** Start of INFORMATION GIVEN **

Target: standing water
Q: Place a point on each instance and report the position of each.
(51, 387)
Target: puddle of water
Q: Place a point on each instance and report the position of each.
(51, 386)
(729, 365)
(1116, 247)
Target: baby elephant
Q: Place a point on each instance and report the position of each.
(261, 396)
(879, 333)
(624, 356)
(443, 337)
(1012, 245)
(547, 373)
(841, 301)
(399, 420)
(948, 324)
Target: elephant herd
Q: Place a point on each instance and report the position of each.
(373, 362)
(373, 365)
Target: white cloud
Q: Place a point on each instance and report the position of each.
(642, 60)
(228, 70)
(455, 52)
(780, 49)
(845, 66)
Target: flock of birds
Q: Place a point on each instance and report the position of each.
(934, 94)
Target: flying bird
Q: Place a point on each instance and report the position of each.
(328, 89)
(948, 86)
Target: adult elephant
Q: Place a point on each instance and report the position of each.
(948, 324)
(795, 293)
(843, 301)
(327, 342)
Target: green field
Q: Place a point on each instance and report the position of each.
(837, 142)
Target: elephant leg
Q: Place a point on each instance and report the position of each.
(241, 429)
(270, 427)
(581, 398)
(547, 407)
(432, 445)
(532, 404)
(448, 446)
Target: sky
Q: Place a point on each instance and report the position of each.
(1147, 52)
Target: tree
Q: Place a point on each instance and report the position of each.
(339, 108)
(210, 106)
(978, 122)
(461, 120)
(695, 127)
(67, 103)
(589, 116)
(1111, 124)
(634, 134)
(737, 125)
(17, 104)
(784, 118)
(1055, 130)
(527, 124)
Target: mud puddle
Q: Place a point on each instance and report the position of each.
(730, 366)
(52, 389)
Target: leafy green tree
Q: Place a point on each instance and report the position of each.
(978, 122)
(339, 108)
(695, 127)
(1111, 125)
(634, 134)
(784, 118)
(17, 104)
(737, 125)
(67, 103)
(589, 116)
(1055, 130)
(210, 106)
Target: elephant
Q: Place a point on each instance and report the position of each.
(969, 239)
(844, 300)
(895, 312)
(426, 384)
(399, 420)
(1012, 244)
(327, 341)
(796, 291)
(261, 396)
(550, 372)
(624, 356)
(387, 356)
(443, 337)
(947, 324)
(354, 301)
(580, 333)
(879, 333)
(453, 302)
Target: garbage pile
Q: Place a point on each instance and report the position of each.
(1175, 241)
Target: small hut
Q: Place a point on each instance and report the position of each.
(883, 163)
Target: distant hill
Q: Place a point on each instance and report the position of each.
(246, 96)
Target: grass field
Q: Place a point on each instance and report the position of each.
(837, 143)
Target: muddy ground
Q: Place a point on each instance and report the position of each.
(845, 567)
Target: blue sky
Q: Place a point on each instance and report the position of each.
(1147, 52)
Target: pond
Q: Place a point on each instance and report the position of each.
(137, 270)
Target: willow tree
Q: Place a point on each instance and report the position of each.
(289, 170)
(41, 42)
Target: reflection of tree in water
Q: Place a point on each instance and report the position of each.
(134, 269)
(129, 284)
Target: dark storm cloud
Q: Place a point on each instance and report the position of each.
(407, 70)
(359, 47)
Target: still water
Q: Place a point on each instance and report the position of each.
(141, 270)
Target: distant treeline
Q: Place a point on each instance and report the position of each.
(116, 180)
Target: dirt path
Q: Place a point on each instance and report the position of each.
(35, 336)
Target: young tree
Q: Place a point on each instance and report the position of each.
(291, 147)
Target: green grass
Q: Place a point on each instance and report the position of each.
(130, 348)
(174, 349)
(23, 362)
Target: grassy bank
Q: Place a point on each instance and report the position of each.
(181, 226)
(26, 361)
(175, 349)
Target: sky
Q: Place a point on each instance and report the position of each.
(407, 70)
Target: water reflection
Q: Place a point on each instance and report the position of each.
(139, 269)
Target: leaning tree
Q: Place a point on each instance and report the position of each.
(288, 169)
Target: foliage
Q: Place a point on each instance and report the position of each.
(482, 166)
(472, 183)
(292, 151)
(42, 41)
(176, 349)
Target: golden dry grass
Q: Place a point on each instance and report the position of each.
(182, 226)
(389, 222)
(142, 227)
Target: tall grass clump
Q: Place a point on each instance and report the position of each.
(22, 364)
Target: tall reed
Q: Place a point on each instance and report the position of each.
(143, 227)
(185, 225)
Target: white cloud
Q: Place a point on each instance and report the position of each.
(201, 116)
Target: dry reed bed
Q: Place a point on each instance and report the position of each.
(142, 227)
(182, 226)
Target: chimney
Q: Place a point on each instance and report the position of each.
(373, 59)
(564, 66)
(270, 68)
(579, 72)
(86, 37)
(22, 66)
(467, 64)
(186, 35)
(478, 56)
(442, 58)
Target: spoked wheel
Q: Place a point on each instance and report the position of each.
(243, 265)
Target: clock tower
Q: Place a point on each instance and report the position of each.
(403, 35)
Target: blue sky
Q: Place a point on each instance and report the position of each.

** End of INFORMATION GIVEN **

■ WRITTEN EXERCISE ■
Write out the rows above from the line containing "Target: leaning tree" up to and including the final line, with every line kept unchanged.

■ WRITTEN ANSWER ■
Target: leaning tree
Q: Place a point on each instance and report the position of each.
(288, 169)
Target: foliage
Q: Place a point on each instance and report the position of each.
(482, 166)
(472, 183)
(292, 151)
(42, 41)
(176, 349)
Target: golden dry grass
Q: Place a point on each instance and report the position of each.
(182, 226)
(389, 222)
(142, 227)
Target: tall grass clump
Q: Place a point on each instance and report the position of each.
(22, 364)
Target: tall reed
Q: Place a point on each instance and report the position of each.
(143, 227)
(185, 225)
Target: white cloud
Q: Place a point on each instance and report the position of each.
(201, 116)
Target: dry reed bed
Q: Place a point on each instance and report the position of each.
(142, 227)
(182, 226)
Target: chimney
Q: Place a point on each instance and report the position of each.
(373, 59)
(564, 66)
(270, 68)
(579, 72)
(86, 37)
(22, 66)
(467, 64)
(186, 35)
(478, 56)
(442, 58)
Target: spoked wheel
Q: Place a point on each instance and report the position of each.
(243, 265)
Target: clock tower
Q: Place a point on each instance and report the position of each.
(403, 35)
Target: blue sky
Q: Place a point on each instance and report the position of each.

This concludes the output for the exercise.